-------- Listed entries

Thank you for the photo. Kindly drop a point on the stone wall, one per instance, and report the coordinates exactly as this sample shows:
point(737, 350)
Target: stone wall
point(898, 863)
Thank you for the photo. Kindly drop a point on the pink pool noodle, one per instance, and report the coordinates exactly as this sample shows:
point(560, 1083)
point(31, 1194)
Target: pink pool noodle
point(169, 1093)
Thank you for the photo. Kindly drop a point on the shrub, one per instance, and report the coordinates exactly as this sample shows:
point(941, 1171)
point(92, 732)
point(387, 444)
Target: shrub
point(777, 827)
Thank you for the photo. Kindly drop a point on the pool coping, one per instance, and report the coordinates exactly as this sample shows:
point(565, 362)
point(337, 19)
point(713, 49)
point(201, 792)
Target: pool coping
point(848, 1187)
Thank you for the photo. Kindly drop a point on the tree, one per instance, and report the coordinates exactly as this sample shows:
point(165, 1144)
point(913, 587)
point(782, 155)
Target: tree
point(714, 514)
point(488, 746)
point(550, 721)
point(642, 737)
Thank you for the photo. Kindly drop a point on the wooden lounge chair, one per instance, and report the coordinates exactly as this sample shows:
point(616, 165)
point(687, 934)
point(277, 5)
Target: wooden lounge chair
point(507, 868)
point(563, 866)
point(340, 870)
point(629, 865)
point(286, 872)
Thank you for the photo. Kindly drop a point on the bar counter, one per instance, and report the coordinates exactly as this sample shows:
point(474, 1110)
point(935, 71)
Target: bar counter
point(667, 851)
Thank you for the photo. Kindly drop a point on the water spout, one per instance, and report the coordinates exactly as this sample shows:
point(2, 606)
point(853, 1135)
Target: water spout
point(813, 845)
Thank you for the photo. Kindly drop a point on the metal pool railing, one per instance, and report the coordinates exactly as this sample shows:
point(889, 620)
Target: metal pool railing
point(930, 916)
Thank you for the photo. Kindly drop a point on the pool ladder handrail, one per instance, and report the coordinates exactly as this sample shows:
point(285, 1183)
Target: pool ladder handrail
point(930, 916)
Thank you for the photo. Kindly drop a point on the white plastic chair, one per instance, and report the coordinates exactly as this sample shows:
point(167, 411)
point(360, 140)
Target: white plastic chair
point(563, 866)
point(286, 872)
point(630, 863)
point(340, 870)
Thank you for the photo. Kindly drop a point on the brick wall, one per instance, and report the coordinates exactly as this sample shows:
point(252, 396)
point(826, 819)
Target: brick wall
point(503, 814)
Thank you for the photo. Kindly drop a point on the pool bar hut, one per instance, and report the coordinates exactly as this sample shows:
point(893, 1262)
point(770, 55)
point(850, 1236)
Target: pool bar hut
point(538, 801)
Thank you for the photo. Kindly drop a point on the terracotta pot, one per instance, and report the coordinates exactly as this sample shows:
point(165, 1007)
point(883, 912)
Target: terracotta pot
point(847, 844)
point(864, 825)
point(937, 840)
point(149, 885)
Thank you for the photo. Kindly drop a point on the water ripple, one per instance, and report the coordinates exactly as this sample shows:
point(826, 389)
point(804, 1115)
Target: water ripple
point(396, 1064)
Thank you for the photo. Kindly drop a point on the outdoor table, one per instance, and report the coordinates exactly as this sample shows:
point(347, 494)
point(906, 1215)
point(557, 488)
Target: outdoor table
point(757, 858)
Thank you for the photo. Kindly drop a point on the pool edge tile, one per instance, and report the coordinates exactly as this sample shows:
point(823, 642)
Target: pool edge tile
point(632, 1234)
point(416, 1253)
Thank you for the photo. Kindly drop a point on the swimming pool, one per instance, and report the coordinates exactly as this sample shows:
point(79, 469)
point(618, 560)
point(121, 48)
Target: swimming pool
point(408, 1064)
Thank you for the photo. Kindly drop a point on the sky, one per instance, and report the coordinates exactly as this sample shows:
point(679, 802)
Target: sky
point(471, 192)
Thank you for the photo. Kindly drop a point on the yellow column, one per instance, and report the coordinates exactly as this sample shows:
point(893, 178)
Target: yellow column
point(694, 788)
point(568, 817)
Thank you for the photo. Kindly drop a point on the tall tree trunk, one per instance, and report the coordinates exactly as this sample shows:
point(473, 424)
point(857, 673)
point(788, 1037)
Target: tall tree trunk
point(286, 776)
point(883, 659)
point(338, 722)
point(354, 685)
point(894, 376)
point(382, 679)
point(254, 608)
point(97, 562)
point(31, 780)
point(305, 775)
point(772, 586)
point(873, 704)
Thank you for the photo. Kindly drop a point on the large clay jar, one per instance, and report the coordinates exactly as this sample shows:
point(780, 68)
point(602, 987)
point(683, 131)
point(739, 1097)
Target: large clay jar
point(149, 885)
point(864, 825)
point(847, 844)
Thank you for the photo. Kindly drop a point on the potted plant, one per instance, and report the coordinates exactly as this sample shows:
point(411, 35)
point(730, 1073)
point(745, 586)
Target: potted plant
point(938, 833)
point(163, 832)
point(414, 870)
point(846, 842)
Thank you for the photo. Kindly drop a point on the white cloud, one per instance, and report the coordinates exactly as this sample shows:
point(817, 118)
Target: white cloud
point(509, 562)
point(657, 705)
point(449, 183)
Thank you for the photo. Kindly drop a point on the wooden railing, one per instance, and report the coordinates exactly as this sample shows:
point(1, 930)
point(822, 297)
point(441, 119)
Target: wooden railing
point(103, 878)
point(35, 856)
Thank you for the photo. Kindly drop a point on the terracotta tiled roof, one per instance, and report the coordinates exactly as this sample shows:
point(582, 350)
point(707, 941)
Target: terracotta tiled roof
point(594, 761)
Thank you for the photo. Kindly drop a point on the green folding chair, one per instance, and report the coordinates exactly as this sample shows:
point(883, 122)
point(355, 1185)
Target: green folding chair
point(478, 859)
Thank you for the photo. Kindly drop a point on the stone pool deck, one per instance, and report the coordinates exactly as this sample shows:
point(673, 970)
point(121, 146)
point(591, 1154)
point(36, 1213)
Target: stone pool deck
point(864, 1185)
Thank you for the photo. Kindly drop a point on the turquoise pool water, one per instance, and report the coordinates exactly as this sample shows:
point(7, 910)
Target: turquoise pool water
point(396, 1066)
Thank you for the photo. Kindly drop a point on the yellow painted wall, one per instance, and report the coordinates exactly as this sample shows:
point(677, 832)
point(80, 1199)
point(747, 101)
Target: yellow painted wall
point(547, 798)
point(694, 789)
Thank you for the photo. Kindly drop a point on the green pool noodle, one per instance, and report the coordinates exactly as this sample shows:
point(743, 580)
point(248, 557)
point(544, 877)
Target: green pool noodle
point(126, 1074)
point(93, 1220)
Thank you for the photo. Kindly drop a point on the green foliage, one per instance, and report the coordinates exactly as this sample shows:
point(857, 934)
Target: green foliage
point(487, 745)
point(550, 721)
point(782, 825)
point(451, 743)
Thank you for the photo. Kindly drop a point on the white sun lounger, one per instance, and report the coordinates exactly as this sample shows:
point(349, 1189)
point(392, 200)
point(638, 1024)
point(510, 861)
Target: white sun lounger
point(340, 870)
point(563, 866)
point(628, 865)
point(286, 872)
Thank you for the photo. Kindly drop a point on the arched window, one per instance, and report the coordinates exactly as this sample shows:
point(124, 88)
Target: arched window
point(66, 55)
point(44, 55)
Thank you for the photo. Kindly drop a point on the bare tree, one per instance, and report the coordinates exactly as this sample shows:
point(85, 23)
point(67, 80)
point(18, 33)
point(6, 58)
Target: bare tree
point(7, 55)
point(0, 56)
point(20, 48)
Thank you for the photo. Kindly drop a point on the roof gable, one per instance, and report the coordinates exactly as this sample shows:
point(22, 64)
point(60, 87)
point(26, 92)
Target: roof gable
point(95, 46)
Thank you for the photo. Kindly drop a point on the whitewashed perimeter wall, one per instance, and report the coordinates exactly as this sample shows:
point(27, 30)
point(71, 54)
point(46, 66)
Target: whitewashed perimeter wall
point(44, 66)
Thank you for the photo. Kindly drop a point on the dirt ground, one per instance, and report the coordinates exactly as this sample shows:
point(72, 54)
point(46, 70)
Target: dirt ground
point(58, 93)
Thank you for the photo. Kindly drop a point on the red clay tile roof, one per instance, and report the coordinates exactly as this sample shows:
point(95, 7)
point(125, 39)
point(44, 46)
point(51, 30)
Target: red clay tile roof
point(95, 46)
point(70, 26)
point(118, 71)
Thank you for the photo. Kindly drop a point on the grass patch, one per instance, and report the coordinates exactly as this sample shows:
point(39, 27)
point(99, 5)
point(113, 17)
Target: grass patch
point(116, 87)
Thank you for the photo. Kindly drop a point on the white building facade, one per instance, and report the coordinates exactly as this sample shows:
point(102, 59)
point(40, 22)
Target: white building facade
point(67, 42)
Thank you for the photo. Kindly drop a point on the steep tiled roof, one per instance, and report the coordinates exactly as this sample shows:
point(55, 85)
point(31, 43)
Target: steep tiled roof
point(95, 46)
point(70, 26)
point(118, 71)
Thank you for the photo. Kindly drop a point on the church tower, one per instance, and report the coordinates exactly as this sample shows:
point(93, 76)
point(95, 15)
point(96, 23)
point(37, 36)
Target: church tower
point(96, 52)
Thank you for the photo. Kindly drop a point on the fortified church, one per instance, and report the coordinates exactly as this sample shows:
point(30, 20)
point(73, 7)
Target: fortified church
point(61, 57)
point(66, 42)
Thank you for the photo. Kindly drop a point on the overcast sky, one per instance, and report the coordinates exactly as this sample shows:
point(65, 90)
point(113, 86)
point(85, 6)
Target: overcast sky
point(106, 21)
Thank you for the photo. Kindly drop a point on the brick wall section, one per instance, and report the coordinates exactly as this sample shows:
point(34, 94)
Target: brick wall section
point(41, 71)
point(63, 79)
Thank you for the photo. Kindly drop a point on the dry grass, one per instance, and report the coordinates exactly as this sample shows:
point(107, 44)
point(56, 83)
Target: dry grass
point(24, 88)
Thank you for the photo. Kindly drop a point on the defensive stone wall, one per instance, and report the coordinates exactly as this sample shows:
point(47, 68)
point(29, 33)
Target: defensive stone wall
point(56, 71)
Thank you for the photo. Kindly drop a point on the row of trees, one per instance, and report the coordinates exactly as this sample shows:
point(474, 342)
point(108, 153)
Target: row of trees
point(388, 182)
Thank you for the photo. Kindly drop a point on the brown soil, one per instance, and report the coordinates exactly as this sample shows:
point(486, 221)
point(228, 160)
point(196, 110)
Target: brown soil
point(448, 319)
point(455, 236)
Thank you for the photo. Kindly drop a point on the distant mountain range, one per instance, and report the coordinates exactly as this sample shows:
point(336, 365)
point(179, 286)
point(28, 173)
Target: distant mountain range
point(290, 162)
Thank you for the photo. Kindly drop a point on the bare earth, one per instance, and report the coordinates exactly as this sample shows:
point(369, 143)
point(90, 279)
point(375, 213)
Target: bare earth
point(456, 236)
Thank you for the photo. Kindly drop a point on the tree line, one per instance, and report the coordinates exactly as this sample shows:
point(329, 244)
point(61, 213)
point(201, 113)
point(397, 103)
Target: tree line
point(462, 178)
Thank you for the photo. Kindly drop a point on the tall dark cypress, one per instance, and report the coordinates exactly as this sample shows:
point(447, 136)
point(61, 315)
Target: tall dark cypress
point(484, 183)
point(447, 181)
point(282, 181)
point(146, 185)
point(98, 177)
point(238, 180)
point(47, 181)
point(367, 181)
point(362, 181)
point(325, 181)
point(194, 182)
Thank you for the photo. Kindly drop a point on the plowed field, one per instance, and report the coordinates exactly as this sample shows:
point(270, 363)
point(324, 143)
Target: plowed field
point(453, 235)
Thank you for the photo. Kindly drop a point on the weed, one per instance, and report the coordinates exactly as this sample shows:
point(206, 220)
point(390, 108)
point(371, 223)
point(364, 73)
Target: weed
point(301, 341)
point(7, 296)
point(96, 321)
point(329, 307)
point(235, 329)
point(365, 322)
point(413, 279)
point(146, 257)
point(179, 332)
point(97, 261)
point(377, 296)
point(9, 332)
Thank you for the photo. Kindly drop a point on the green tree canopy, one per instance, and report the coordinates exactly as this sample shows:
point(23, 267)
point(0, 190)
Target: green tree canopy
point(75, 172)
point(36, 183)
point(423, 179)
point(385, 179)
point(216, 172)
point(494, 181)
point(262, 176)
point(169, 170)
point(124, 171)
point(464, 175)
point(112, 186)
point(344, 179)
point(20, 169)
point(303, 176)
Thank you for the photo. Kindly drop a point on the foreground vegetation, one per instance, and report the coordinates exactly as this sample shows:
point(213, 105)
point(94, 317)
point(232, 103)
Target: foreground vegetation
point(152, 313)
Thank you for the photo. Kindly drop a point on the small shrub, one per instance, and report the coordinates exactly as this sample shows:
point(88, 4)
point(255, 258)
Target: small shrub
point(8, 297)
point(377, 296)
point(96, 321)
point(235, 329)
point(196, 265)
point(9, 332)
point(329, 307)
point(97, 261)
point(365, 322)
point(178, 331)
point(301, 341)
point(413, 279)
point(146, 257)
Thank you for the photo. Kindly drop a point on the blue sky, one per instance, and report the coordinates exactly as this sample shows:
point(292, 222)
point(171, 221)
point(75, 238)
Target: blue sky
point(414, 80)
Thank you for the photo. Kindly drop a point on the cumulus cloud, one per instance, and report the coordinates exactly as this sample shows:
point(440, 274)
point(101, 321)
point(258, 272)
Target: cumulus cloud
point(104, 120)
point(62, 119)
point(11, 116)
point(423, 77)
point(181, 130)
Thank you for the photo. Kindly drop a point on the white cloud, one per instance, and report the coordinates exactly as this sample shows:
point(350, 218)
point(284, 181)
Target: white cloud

----------------

Where the listing above reaches the line that contains "point(28, 173)", start retyping, and finish with the line that contains "tree line, one"; reproduce those lines exactly and no others.

• [Answer section]
point(28, 173)
Target: distant mountain range
point(290, 162)
Thank you for the photo. Kindly drop a point on the bare earth, one per instance, and report the coordinates exactly as this sample shows:
point(369, 143)
point(90, 279)
point(375, 213)
Target: bare earth
point(456, 236)
Thank you for the photo. Kindly drop a point on the tree line, one per instance, and report the coordinates exactly as this sample shows:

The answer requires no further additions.